*Document*:
French dramatist (1820–1889)

Guillaume Victor Émile Augier (/fr/; 17 September 1820 – 25 October 1889) was a French dramatist. He was the thirteenth member to occupy seat 1 of the Académie française on 31 March 1857.

==Biography==
Augier was born at Valence, Drôme, the grandson of Pigault Lebrun, and belonged to the well-to-do bourgeoisie in spirit as well as by birth. After a good education and legal training, he wrote a play in two acts and in verse, La Ciguë (1844), which was refused at the Théâtre Français, but produced with as considerable success at the Odéon. This settled his career.
From then on, at fairly regular intervals, either alone or in collaboration with other writers—Jules Sandeau, Eugène Marin Labiche, Édouard Foussier—he produced plays such as Le Fils de Giboyer (1862)—which was regarded as an attack on the clerical party in France, and was surely brought out by the direct intervention of the emperor.
His last comedy, Les Fourchambault, belongs to the year 1879. After that date he wrote no more, restrained by the fear of producing inferior work.

He died at his home at Croissy-sur-Seine.

===Career===
Augier described his own life as "without incident". L'Aventurière (1848), the first of his important works, already shows a deviation from romantic ideals; and in the Mariage d'Olympe (1855), the courtesan is shown as she is, not glorified as in Dumas's Dame aux Camélias.
In Gabrielle (1849), the husband, not the lover, is the sympathetic character.
Augier provided the libretto for the first opera composed by Charles Gounod, Sapho (1851). In this version of the story a courtesan Glycère is the perfidious villainess, and the self-sacrificing title character is wholly heterosexual, not a "sapphist". In the Lionnes pauvres (1858) the wife who sells her favours comes under the lash.

*Short task a*: Can you rewrite the rows from the first one up to and including the line with "column 928, row 410", changing "one point" to "a single point" and leaving out the pictures?
The rows below have nothing to do with the passage on Augier.

*Data listing*:
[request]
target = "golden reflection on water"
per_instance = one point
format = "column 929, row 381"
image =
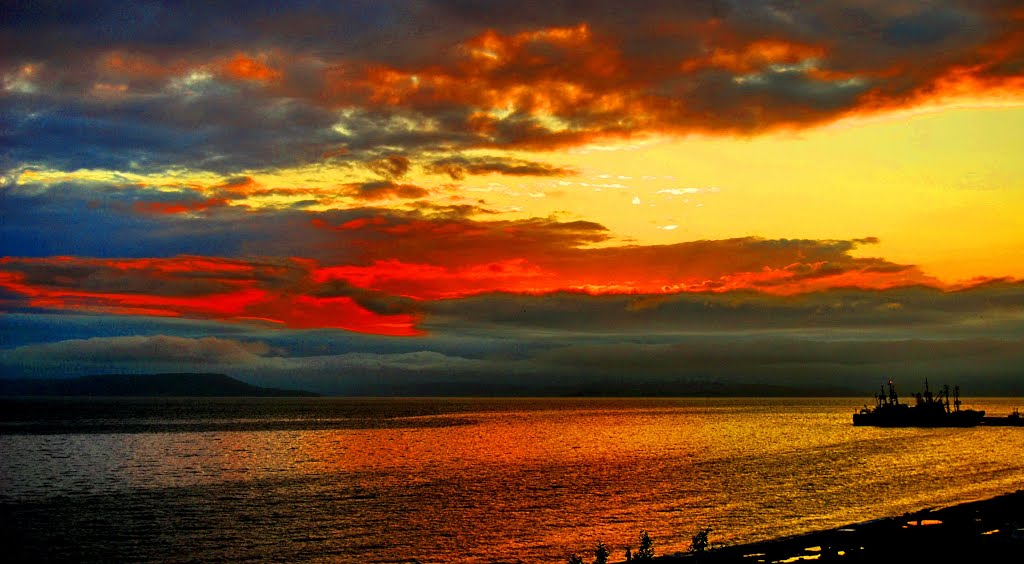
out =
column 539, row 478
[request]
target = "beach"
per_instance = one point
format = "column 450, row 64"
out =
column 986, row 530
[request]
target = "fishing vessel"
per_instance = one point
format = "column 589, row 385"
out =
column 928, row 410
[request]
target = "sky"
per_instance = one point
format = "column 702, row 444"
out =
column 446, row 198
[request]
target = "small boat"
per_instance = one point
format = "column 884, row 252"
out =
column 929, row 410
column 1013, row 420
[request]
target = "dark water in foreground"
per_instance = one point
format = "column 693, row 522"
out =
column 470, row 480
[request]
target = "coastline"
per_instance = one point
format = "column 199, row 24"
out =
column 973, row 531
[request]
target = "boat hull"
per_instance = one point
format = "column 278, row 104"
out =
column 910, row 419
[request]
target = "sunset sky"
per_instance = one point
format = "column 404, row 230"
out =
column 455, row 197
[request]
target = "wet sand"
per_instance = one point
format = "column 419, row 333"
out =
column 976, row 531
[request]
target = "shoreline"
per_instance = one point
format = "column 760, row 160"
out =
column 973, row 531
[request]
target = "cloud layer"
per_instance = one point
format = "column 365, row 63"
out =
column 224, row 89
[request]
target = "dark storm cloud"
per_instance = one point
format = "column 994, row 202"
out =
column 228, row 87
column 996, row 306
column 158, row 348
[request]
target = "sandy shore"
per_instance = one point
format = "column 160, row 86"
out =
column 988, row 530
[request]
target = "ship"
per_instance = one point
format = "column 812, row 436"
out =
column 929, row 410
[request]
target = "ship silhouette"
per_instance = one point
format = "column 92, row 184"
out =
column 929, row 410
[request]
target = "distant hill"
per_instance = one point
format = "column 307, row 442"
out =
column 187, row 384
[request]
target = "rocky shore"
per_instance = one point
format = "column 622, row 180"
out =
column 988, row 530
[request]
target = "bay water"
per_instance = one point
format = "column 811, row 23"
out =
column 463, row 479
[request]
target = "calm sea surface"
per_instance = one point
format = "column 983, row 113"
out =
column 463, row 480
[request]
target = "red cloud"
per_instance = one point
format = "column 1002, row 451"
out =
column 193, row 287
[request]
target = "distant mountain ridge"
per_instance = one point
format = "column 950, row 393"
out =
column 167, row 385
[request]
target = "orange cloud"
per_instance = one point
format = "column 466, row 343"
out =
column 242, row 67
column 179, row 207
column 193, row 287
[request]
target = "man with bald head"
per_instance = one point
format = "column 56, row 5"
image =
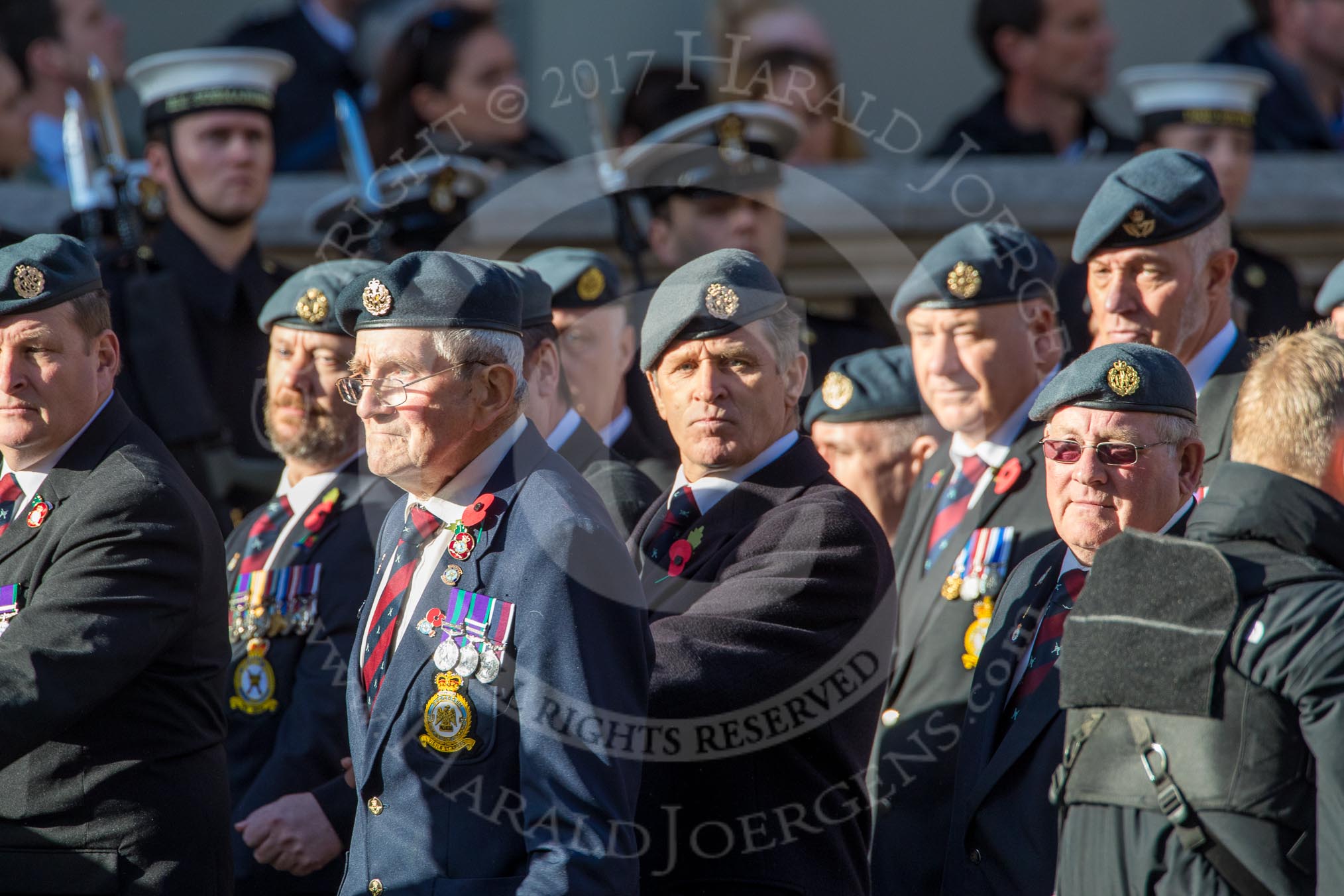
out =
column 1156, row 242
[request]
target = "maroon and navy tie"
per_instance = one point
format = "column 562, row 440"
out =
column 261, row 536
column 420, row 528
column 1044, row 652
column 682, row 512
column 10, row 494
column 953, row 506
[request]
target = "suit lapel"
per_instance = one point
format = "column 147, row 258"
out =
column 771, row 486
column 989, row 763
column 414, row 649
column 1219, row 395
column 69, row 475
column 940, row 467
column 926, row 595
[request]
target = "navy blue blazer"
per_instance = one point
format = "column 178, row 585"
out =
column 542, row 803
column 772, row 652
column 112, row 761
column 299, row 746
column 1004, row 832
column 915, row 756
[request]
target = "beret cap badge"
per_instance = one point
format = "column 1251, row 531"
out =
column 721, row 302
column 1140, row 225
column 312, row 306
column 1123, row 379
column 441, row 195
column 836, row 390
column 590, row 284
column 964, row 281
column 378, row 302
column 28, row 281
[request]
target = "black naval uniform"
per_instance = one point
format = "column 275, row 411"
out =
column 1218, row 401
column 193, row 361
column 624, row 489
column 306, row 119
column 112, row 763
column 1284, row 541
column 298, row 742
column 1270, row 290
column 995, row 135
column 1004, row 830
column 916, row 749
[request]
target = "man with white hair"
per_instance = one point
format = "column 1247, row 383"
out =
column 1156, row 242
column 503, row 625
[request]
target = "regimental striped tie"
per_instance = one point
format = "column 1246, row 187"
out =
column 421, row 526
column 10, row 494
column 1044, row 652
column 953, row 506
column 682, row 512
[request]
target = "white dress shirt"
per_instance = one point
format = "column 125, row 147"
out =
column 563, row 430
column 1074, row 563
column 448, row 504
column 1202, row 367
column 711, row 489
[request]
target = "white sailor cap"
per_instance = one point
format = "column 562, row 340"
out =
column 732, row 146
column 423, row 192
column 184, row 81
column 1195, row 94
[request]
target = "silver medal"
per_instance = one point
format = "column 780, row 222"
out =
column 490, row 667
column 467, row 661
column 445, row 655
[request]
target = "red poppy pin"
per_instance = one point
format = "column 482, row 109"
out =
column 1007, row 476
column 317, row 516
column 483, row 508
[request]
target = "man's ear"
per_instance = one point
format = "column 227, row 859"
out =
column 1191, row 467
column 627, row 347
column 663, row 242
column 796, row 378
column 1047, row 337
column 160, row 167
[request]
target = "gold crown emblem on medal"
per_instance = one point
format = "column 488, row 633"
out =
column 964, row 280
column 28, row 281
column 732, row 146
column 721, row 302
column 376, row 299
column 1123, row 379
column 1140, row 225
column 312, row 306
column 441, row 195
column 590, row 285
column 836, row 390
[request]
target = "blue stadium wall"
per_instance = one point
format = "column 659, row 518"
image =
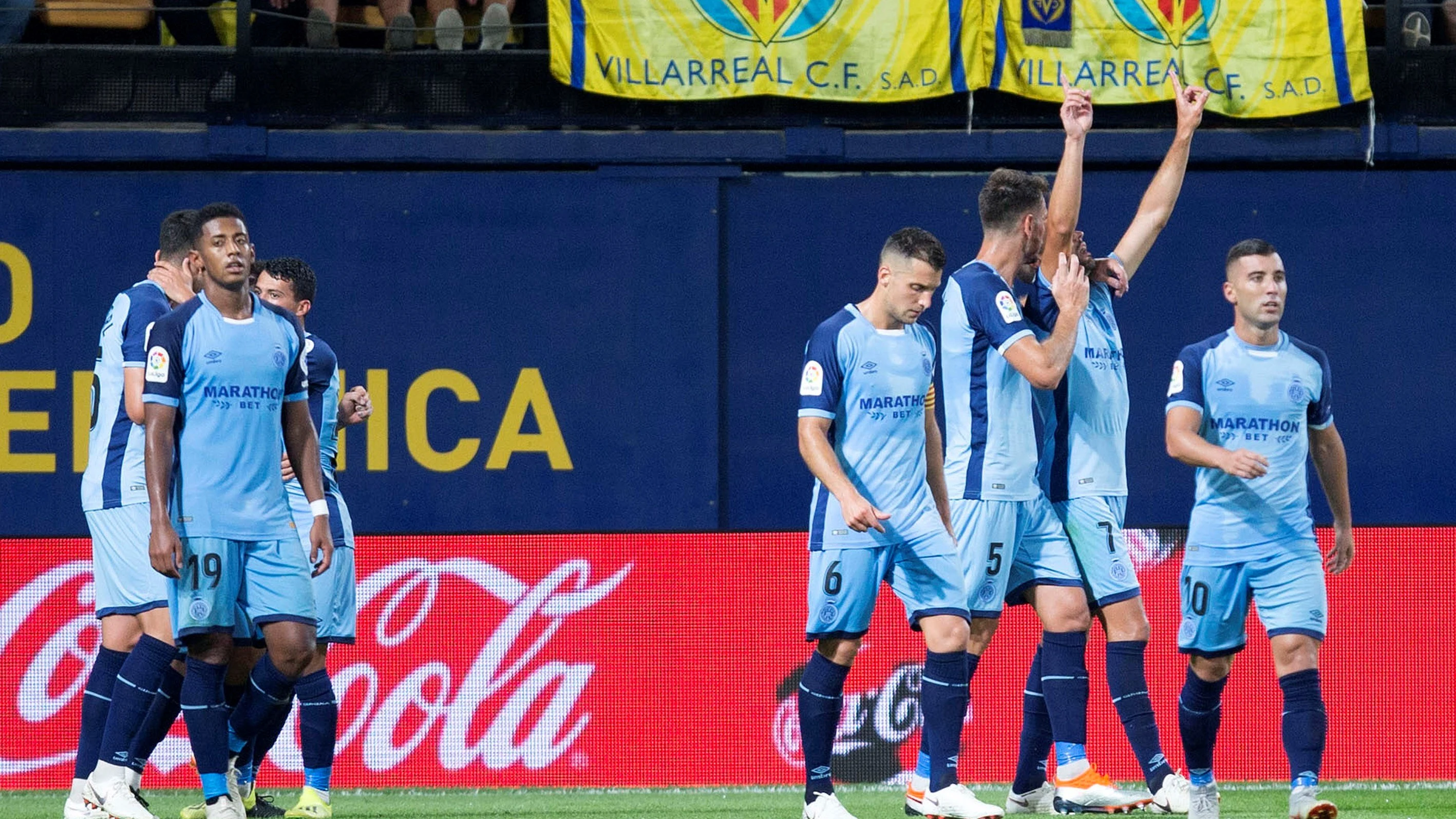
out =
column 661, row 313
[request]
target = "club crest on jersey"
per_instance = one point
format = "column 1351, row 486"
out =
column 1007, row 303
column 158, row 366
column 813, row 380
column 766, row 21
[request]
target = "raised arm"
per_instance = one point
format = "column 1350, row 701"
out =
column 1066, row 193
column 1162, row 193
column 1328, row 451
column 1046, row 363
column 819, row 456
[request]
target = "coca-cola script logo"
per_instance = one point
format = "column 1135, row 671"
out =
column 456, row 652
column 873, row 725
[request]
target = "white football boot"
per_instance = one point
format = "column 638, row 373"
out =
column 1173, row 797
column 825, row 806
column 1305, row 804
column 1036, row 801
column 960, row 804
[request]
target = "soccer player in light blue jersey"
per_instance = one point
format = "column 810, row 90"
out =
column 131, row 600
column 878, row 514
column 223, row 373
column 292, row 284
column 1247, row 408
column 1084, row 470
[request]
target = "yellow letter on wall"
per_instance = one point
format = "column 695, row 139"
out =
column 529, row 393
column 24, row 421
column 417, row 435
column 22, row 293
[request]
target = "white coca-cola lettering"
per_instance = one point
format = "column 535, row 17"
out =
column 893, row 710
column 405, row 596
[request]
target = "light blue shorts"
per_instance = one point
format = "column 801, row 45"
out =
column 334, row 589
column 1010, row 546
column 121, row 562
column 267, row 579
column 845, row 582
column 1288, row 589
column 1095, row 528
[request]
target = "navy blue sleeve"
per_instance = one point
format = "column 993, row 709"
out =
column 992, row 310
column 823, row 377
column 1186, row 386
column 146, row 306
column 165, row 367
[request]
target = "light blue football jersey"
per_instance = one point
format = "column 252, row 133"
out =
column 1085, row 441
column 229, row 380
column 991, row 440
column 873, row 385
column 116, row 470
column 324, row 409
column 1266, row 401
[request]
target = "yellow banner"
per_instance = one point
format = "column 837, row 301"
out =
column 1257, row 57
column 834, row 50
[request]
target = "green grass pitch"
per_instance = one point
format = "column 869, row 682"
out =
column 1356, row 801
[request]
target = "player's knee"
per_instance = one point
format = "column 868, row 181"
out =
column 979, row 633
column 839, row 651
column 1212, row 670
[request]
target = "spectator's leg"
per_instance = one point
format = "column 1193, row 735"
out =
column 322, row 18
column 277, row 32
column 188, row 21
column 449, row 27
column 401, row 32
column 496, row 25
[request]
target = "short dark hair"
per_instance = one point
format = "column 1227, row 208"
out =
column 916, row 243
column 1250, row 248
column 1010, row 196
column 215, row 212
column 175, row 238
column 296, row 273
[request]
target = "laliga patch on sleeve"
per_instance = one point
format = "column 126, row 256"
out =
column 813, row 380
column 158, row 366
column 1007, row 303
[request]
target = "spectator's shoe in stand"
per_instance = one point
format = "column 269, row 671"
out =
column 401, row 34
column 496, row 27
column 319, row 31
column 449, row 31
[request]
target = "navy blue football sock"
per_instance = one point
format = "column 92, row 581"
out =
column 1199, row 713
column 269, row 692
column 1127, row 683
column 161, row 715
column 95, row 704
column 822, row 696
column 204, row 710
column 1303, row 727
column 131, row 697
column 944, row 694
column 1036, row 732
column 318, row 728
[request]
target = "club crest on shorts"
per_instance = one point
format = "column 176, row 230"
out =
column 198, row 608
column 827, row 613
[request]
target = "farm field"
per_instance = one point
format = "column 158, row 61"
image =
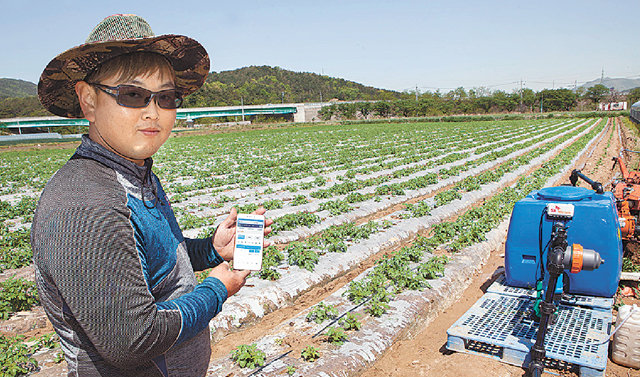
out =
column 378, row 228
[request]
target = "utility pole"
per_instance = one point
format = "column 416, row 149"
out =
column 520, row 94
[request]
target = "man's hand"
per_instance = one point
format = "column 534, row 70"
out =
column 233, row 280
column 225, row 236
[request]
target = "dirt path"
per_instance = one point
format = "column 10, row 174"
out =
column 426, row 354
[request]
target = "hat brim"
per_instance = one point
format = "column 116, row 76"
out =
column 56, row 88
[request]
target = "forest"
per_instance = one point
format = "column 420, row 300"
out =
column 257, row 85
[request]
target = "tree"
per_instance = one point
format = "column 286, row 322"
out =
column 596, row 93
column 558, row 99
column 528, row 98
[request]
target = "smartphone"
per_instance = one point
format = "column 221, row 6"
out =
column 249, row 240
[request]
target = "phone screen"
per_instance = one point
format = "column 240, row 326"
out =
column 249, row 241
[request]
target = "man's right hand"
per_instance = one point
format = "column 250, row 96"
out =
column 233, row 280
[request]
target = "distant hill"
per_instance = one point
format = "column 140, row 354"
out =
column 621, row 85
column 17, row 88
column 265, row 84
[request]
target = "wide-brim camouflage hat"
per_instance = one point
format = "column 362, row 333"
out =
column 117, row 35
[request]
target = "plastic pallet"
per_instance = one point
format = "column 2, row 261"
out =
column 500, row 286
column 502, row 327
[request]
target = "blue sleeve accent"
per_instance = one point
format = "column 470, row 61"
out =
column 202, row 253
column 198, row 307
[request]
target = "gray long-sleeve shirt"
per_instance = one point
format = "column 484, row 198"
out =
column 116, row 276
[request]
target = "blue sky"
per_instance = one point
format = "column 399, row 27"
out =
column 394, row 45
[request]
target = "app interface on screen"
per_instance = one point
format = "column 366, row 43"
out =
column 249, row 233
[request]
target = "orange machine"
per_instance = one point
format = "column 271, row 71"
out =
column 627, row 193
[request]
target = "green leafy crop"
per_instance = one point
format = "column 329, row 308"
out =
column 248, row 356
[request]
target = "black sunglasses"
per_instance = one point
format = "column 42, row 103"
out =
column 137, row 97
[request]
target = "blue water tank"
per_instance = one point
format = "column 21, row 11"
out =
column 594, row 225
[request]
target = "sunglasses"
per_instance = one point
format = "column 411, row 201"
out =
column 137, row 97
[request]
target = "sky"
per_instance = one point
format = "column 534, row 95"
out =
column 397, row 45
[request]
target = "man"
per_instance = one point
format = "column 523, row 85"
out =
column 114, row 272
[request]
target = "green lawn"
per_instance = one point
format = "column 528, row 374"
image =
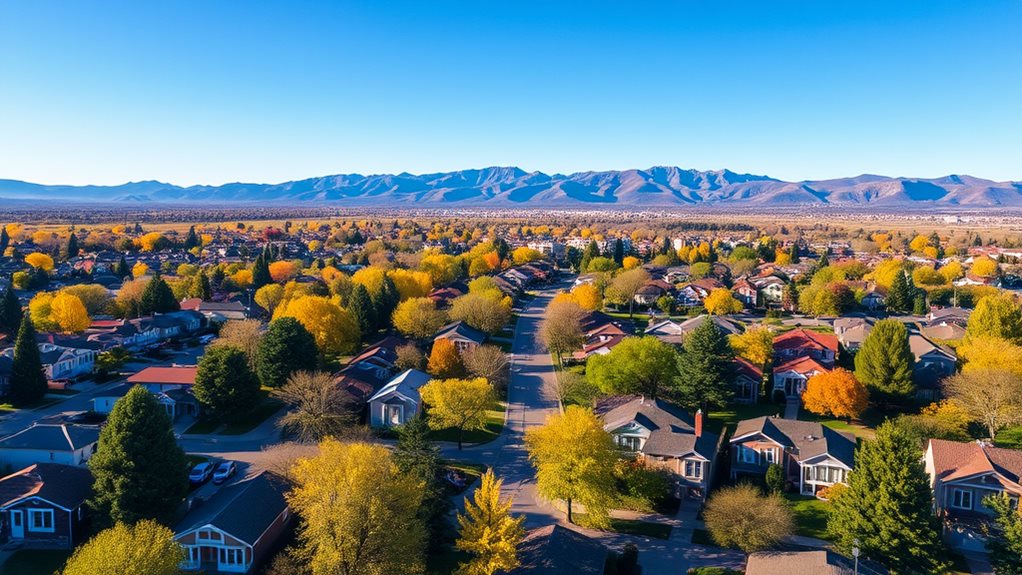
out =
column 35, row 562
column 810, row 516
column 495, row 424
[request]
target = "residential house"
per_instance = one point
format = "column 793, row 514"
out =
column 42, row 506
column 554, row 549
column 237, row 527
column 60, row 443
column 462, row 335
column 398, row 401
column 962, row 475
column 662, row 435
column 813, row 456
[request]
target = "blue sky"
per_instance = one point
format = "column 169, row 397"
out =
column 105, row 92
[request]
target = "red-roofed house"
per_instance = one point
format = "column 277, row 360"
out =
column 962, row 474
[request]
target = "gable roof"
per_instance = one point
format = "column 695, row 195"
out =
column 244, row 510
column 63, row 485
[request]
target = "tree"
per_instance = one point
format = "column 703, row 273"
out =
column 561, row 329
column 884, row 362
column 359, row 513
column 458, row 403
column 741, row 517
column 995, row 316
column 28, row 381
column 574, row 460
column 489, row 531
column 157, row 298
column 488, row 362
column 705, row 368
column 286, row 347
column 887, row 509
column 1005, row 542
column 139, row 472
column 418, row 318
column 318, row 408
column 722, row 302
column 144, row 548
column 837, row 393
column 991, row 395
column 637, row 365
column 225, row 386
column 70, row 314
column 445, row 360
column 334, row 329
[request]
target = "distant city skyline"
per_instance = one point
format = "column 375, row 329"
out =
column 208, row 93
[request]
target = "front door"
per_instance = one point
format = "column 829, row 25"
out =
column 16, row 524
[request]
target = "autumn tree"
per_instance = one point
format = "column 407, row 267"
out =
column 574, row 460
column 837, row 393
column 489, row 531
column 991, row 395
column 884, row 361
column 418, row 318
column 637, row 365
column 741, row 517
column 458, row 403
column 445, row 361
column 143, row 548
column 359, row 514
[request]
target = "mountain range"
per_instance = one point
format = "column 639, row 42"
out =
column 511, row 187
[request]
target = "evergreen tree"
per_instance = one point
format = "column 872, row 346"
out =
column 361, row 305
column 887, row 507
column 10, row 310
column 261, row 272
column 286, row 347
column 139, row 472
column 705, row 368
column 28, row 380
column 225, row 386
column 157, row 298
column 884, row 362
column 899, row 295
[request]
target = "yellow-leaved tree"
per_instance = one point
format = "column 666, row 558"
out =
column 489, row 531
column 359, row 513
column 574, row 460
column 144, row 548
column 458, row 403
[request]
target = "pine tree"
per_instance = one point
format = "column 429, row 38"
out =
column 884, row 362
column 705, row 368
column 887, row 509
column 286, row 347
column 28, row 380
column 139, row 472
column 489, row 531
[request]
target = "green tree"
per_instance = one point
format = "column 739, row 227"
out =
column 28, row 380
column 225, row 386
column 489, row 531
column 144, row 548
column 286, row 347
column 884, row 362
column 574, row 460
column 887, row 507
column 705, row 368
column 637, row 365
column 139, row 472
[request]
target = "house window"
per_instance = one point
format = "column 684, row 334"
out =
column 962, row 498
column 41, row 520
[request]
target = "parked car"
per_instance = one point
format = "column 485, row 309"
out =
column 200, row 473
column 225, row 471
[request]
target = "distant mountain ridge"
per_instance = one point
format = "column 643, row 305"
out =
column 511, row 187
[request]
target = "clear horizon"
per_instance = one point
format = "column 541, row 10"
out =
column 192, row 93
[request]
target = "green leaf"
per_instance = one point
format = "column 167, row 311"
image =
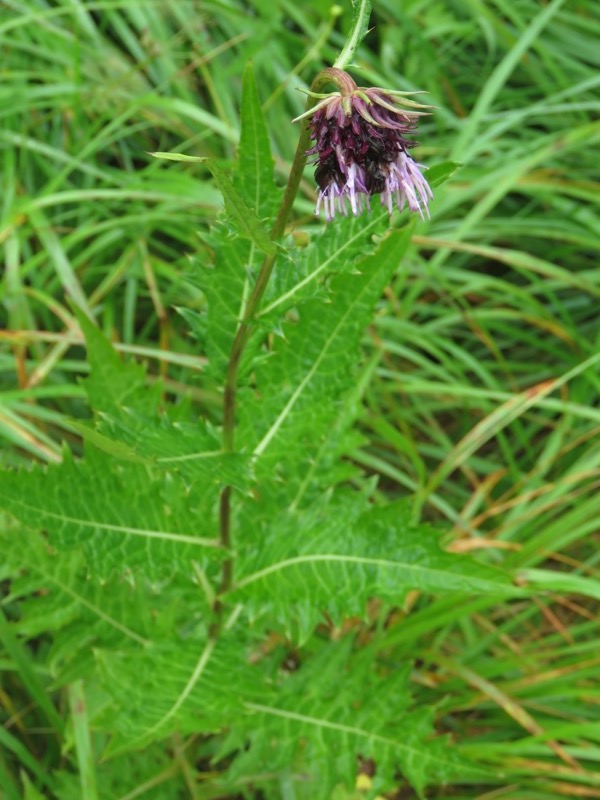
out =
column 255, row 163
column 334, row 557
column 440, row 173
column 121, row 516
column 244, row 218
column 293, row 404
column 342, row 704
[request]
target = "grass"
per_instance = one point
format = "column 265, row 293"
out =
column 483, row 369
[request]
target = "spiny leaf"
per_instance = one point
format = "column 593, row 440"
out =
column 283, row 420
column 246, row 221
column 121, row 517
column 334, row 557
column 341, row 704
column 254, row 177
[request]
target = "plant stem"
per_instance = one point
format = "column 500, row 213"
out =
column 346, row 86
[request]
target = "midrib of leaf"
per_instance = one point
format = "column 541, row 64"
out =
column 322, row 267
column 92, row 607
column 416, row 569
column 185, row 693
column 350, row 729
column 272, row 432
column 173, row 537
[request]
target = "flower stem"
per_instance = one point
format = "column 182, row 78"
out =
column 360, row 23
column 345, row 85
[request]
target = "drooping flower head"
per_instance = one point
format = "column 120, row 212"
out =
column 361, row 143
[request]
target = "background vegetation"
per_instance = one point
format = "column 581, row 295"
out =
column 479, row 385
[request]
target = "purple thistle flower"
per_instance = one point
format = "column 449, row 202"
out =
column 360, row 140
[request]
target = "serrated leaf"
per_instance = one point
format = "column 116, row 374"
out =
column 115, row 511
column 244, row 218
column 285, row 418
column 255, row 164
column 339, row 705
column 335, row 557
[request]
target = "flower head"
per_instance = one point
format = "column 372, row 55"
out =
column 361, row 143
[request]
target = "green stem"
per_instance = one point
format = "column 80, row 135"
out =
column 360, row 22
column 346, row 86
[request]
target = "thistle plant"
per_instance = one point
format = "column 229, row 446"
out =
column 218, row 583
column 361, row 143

*Short task b*:
According to the passage on Augier:
(i) Where was he born?
(ii) What was his last comedy, and what year does it belong to?
(iii) Whose first opera did he write the libretto for?

*Right answer a*:
[request]
target = "golden reflection on water"
per_instance = a single point
format = "column 929, row 381"
image =
out =
column 539, row 478
[request]
target = "beach"
per_instance = a single point
format = "column 450, row 64"
out =
column 986, row 530
[request]
target = "fishing vessel"
per_instance = a single point
format = "column 589, row 385"
out =
column 928, row 410

*Right answer b*:
(i) Valence, Drôme.
(ii) Les Fourchambault, 1879.
(iii) Charles Gounod's (Sapho, 1851).